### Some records
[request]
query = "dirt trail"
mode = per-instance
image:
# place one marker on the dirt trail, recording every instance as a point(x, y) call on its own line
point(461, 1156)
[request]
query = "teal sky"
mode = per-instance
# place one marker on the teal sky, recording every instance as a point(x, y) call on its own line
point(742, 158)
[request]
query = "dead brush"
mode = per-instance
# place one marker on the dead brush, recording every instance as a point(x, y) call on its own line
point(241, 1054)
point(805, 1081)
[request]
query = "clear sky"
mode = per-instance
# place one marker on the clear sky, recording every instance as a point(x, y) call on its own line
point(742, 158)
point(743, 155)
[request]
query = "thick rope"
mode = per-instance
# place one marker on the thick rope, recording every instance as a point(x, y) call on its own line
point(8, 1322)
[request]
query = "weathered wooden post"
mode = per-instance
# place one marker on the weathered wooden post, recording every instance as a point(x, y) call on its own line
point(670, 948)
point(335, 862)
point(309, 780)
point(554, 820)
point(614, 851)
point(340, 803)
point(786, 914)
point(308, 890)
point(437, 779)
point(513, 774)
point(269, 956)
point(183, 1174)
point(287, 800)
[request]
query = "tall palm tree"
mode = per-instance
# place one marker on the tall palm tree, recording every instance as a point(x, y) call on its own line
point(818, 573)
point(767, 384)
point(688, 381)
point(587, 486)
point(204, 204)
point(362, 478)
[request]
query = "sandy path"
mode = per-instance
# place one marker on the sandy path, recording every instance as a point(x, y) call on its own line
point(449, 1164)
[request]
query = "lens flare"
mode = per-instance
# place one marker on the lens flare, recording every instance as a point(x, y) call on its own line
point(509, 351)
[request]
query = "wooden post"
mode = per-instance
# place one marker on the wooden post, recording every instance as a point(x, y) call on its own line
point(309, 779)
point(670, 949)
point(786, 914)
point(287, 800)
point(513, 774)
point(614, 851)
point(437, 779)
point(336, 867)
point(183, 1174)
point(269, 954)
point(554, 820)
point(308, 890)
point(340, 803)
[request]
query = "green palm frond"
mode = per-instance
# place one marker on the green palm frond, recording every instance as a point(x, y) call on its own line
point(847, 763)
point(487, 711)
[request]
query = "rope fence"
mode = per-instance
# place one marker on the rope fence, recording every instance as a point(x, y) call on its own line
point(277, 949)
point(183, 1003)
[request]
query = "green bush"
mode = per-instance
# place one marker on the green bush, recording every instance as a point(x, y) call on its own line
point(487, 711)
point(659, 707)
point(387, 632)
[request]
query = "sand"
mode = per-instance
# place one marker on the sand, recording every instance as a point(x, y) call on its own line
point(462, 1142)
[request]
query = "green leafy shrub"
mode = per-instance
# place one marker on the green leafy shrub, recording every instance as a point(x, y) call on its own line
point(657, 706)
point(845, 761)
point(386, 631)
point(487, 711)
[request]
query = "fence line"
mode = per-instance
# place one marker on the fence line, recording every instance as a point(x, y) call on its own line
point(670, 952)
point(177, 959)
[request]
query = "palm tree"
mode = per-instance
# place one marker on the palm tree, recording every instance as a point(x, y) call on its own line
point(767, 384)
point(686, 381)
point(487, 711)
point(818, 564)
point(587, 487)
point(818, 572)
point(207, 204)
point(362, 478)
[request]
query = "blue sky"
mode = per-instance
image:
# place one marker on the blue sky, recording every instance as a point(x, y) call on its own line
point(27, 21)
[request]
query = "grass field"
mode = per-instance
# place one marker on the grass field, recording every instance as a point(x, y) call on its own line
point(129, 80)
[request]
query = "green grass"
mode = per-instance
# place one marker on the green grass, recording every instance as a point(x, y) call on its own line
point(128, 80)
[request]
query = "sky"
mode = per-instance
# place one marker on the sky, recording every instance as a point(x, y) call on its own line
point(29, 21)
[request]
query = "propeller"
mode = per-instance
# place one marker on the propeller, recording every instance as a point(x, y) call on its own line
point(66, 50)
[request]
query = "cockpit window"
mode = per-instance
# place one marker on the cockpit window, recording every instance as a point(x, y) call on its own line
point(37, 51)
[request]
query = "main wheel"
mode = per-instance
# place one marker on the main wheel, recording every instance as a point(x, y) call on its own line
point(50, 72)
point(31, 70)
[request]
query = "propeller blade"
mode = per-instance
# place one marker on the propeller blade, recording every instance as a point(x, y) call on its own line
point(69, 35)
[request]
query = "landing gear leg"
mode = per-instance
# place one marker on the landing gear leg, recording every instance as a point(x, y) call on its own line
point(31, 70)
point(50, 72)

### GIVEN EXERCISE
Transcribe all of the material above line for line, leaving every character unchanged.

### THE SOLUTION
[request]
query = "dirt trail"
mode = per-instance
image:
# place one marker on the dirt trail, recording every instance as a point(x, y) call on its own line
point(461, 1156)
[request]
query = "teal sky"
mode = per-instance
# place one marker on the teal sky, recording every instance as a point(x, y) call on its own line
point(742, 158)
[request]
query = "dead brush"
mode = per-instance
# place one marker on the dead brush, recording every instance as a point(x, y) call on its own line
point(241, 1054)
point(805, 1081)
[request]
query = "clear sky"
mode = per-instance
# place one marker on the clear sky, recording every instance as a point(x, y) call on its own line
point(742, 158)
point(743, 155)
[request]
query = "thick rope"
mode = per-instance
# place one marker on the thick rope, recording every instance as a point(x, y) call on its own line
point(8, 1322)
[request]
query = "weathered wooden post"
mode = per-instance
# place one marker on the weathered wooden post, recording every instance as a point(x, y) call on its own line
point(670, 948)
point(335, 862)
point(309, 780)
point(554, 820)
point(614, 851)
point(340, 803)
point(786, 914)
point(308, 890)
point(437, 779)
point(513, 774)
point(269, 956)
point(183, 1174)
point(287, 800)
[request]
query = "tall palm tree"
mode = per-instance
# place one marker on the tall palm tree, recording every instance as a point(x, y) call on its own line
point(818, 573)
point(767, 384)
point(688, 381)
point(587, 486)
point(204, 204)
point(362, 478)
[request]
query = "sandy path"
mode = per-instance
# place one marker on the sandy path, recording every instance as a point(x, y) call on its own line
point(449, 1164)
[request]
query = "lens flare"
mode = per-instance
# place one marker on the lens flare, recording every instance as a point(x, y) call on its own line
point(509, 351)
[request]
query = "wooden post"
mode = per-instance
# place one marker on the wooden post, recording every instance as a point(x, y) call on its own line
point(309, 779)
point(670, 949)
point(786, 914)
point(287, 800)
point(513, 774)
point(614, 851)
point(437, 779)
point(336, 867)
point(183, 1174)
point(269, 954)
point(554, 820)
point(308, 890)
point(340, 803)
[request]
query = "green palm frond"
mode = per-instance
# place one marker on the green palm frond, recording every instance as a point(x, y) call on its own line
point(847, 763)
point(487, 711)
[request]
query = "rope fence"
mode = per-instance
# place one marker on the rope fence, recording every instance as a point(x, y) call on its own line
point(277, 949)
point(183, 1003)
[request]
query = "green bush"
mode = per-instance
# place one marker on the green bush, recording every instance as a point(x, y) call on its own line
point(487, 711)
point(659, 707)
point(387, 632)
[request]
query = "sand"
mode = per-instance
# place one marker on the sand, recording every instance as a point(x, y) call on its own line
point(462, 1142)
[request]
query = "green leafy shrub"
mode = per-instance
# place one marker on the green leafy shrub, recording every instance as a point(x, y) call on its own line
point(657, 706)
point(845, 761)
point(386, 631)
point(487, 711)
[request]
query = "fence line"
mode = per-instance
# place one marker on the fence line, recording every instance as a point(x, y) call on its own line
point(670, 952)
point(177, 959)
[request]
query = "palm tree"
mode = per-instance
# place one marker on the palm tree, recording every instance as a point(x, y) call on its own line
point(767, 384)
point(686, 381)
point(487, 711)
point(818, 564)
point(587, 487)
point(818, 572)
point(207, 204)
point(362, 478)
[request]
query = "blue sky"
mode = per-instance
image:
# place one marker on the blue sky, recording every instance as a point(x, y) call on its own line
point(27, 21)
[request]
query = "grass field"
mode = per-instance
# place one marker on the grass field, recording every instance as a point(x, y) call on its own line
point(129, 80)
[request]
query = "green grass"
mode = per-instance
# place one marker on the green grass, recording every instance as a point(x, y) call on its own line
point(128, 80)
[request]
query = "sky"
mode = per-instance
# place one marker on the sky, recording every instance as a point(x, y) call on its own line
point(29, 21)
[request]
query = "propeller"
mode = per-instance
# place one marker on the propeller, recording every instance as a point(x, y) call on its own line
point(66, 50)
[request]
query = "cockpit window"
mode = per-instance
# place one marker on the cockpit window, recording every instance as a point(x, y) call on its own line
point(37, 51)
[request]
query = "main wheel"
mode = per-instance
# place one marker on the main wheel, recording every instance as a point(x, y) call on its own line
point(50, 72)
point(31, 70)
[request]
query = "propeller blade"
mode = per-instance
# place one marker on the propeller blade, recording every instance as a point(x, y) call on its own line
point(69, 35)
[request]
query = "landing gear leg"
mode = per-instance
# place one marker on the landing gear leg, recording every instance as a point(x, y) call on its own line
point(31, 70)
point(50, 72)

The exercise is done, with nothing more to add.